Extract every line from the one containing "Answer every <instance>" down to the one containing "2H62L67 97L204 92L202", inclusive, and repeat them exactly.

▸ **Data**:
·····

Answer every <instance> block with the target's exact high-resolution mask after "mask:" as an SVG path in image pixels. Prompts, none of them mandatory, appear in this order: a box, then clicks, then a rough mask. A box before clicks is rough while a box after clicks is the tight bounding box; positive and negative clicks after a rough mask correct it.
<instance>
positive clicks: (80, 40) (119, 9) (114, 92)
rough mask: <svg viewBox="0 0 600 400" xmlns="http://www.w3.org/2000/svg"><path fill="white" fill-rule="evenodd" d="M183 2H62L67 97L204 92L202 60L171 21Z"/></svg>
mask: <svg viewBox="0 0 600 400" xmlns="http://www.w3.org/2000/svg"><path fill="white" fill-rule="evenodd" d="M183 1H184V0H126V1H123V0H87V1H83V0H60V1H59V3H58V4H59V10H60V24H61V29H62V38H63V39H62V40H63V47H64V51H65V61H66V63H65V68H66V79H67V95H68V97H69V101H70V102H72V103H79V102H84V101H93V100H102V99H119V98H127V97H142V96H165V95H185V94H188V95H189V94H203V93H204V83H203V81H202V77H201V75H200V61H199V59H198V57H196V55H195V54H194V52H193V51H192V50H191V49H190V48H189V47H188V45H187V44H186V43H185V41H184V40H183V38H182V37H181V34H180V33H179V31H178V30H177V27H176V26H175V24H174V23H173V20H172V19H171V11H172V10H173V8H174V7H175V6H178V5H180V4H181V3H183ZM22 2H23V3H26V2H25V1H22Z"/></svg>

·····

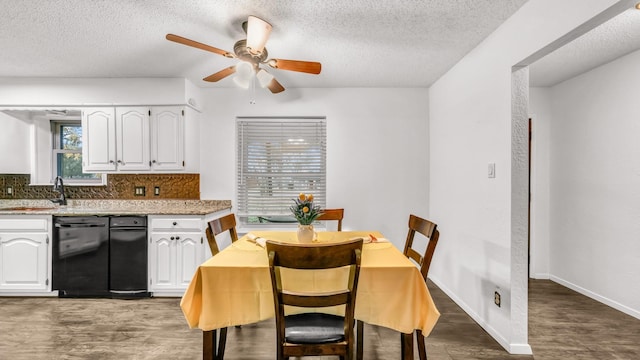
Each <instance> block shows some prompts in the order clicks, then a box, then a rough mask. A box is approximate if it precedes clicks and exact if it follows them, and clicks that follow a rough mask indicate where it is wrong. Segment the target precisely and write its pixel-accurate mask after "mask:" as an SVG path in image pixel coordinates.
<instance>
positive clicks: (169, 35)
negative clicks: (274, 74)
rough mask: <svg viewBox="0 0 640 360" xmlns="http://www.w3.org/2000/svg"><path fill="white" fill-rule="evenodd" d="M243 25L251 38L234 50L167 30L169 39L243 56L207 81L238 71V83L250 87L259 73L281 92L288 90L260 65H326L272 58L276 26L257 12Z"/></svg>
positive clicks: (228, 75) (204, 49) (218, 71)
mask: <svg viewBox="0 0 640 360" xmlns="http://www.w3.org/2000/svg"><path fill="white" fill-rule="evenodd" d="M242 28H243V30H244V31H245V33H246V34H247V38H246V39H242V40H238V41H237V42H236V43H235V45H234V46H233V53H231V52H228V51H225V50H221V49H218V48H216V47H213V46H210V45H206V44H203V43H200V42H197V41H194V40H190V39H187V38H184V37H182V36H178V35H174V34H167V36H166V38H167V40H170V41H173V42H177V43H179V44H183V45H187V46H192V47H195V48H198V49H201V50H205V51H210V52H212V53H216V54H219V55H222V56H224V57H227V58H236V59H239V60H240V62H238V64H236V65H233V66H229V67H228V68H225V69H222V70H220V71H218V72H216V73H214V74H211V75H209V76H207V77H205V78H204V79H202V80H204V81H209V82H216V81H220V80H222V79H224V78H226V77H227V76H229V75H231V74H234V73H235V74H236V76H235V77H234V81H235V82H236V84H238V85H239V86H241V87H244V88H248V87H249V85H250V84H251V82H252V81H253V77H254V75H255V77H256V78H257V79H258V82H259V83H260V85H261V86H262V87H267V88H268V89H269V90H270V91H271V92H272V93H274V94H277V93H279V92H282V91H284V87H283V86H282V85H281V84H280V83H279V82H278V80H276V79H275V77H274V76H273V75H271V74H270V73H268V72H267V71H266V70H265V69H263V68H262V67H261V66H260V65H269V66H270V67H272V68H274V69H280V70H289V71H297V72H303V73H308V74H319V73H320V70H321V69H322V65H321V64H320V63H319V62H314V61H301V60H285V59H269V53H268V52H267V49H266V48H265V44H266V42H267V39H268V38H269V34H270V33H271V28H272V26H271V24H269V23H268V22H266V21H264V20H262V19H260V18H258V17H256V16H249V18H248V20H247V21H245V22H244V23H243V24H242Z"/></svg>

·····

▸ **Solution for this exercise**:
Answer every <instance> block with the target's exact high-resolution mask after "mask:" as an SVG path in image pixels. Prompts, none of them mandatory, appear in this order: a box, then clicks, then a rough mask. A box before clicks is rough while a box after clicks is the tight bounding box; positive and negative clicks after a rough mask correct it.
<instance>
positive clicks: (80, 40) (119, 9) (114, 92)
rough mask: <svg viewBox="0 0 600 400" xmlns="http://www.w3.org/2000/svg"><path fill="white" fill-rule="evenodd" d="M183 2H62L67 97L204 92L202 60L171 21Z"/></svg>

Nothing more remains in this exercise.